- [Exercise directions]: Pick out and copy every line of the listing below that contains the string "points". Treat uppercase and lowercase letters as different.

- [Working data]:
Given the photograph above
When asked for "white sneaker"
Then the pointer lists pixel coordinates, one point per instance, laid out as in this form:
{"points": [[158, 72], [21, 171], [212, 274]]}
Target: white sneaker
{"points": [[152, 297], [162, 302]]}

---

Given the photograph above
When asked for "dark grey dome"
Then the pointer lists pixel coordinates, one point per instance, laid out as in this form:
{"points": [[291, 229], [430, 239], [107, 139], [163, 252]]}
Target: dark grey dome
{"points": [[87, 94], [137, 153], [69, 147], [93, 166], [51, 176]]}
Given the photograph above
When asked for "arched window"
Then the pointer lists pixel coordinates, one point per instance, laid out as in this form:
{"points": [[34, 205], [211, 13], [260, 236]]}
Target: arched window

- [Complete output]:
{"points": [[158, 72], [21, 171], [212, 274]]}
{"points": [[152, 297], [162, 302]]}
{"points": [[291, 229], [430, 239], [107, 139], [163, 252]]}
{"points": [[87, 94], [137, 153], [69, 147], [93, 166], [51, 176]]}
{"points": [[34, 205], [211, 13], [260, 236]]}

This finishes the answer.